**Instruction:**
Return the part of the material that runs from its start through the line containing "Query: pale sky", copied word for word with both ends included. Leave the pictures out of your answer.

(Labeled outline entries)
------------------------------------------------
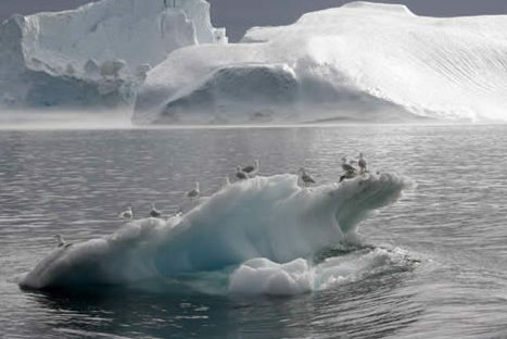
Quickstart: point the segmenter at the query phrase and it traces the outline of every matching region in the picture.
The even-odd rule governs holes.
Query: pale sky
[[[161,0],[163,1],[163,0]],[[507,0],[371,0],[404,3],[420,15],[458,16],[507,14]],[[0,0],[0,20],[13,13],[73,9],[89,0]],[[215,26],[225,26],[231,41],[237,41],[252,26],[284,25],[301,14],[338,7],[348,0],[210,0]]]

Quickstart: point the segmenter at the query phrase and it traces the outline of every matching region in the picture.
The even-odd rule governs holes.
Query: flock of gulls
[[[356,167],[356,165],[358,167]],[[248,180],[250,178],[255,177],[258,174],[258,171],[261,170],[261,165],[258,163],[258,160],[255,161],[254,164],[248,165],[248,166],[238,166],[236,168],[236,178],[238,180]],[[357,160],[348,160],[346,156],[342,158],[342,170],[344,173],[340,176],[340,183],[342,183],[345,179],[351,179],[357,176],[358,174],[365,174],[366,173],[366,160],[363,155],[363,153],[359,153],[359,158]],[[297,184],[307,187],[309,185],[316,184],[317,181],[306,172],[304,167],[301,167],[297,171],[297,176],[299,180]],[[228,186],[230,185],[229,177],[225,177],[225,185]],[[194,183],[193,189],[189,190],[188,192],[185,193],[186,198],[189,199],[192,203],[199,200],[201,197],[201,190],[199,188],[199,183]],[[177,216],[182,213],[182,210],[179,209],[176,213],[169,215],[169,216]],[[124,212],[119,213],[118,216],[124,219],[134,219],[134,208],[130,204],[127,210]],[[159,211],[155,206],[154,203],[151,204],[151,209],[148,212],[149,217],[155,217],[155,218],[162,218],[163,214],[161,211]],[[63,240],[61,235],[55,236],[56,241],[58,241],[58,247],[68,247],[72,243],[65,242]]]
[[[358,168],[355,165],[358,165]],[[248,180],[250,178],[255,177],[261,170],[261,165],[258,163],[258,160],[255,161],[255,163],[248,165],[248,166],[238,166],[236,168],[236,178],[238,180]],[[366,173],[366,160],[363,156],[363,153],[359,153],[358,160],[352,160],[348,161],[347,158],[342,158],[342,170],[344,173],[340,176],[340,183],[343,181],[344,179],[350,179],[355,177],[357,174],[364,174]],[[306,172],[304,167],[301,167],[297,171],[299,175],[299,185],[307,187],[309,185],[316,184],[317,181]],[[225,177],[225,185],[228,186],[230,185],[229,177]],[[193,189],[189,190],[186,192],[186,198],[189,199],[192,202],[195,202],[199,200],[201,197],[201,190],[199,188],[199,183],[194,183]],[[178,210],[173,215],[177,215],[181,213],[181,210]],[[125,219],[132,219],[134,218],[134,210],[132,206],[129,205],[128,209],[118,215],[122,218]],[[155,204],[151,204],[151,209],[148,212],[148,216],[150,217],[162,217],[162,213],[156,209]]]

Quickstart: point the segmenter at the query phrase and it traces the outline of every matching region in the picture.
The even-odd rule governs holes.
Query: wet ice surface
[[[505,126],[2,131],[0,326],[7,337],[483,338],[507,323]],[[365,138],[365,135],[367,138]],[[195,179],[205,194],[237,164],[262,174],[302,165],[321,184],[343,155],[415,179],[414,192],[359,226],[357,246],[313,258],[364,274],[290,298],[207,294],[174,286],[21,291],[55,246],[114,233],[128,203],[175,211]],[[376,254],[377,253],[377,254]],[[386,253],[383,255],[382,253]],[[379,265],[362,258],[378,255]],[[394,258],[382,262],[382,258]],[[377,263],[377,261],[375,261]],[[380,267],[380,268],[379,268]],[[147,284],[150,285],[150,284]],[[169,285],[170,286],[170,285]]]

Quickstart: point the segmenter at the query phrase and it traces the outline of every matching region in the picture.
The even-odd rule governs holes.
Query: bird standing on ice
[[[230,186],[229,177],[224,177],[224,187]]]
[[[348,162],[346,156],[342,158],[342,168],[347,173],[355,173],[357,170]]]
[[[236,168],[236,177],[240,180],[245,180],[249,178],[249,174],[244,172],[243,170],[241,170],[241,166],[238,166]]]
[[[246,173],[250,178],[253,178],[254,176],[257,175],[259,168],[261,168],[261,165],[258,164],[258,160],[256,160],[255,164],[245,166],[241,171]]]
[[[360,174],[364,174],[366,172],[366,160],[363,158],[363,153],[359,153],[358,165],[360,168]]]
[[[316,181],[314,180],[313,177],[309,176],[309,174],[306,173],[306,170],[301,167],[300,171],[297,171],[300,174],[300,180],[303,183],[303,185],[306,187],[309,184],[315,184]]]
[[[151,210],[150,210],[149,214],[150,214],[151,217],[161,217],[162,216],[162,213],[159,210],[156,210],[154,203],[151,204]]]
[[[194,200],[198,199],[199,196],[201,196],[201,191],[199,190],[199,183],[195,181],[195,186],[193,187],[193,189],[187,192],[187,198]]]
[[[342,168],[345,171],[345,174],[340,176],[340,183],[344,179],[353,178],[357,174],[356,167],[354,167],[346,156],[342,158]]]
[[[132,205],[129,205],[128,209],[119,213],[118,216],[127,219],[134,218]]]

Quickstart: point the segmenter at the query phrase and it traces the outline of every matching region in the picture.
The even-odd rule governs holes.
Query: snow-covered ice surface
------------------------------------------------
**Problem solution:**
Quickstart: point the segmenter at the query phrase and it traces the outline of every matching region in the picture.
The even-odd rule governs holes.
Query: pale sky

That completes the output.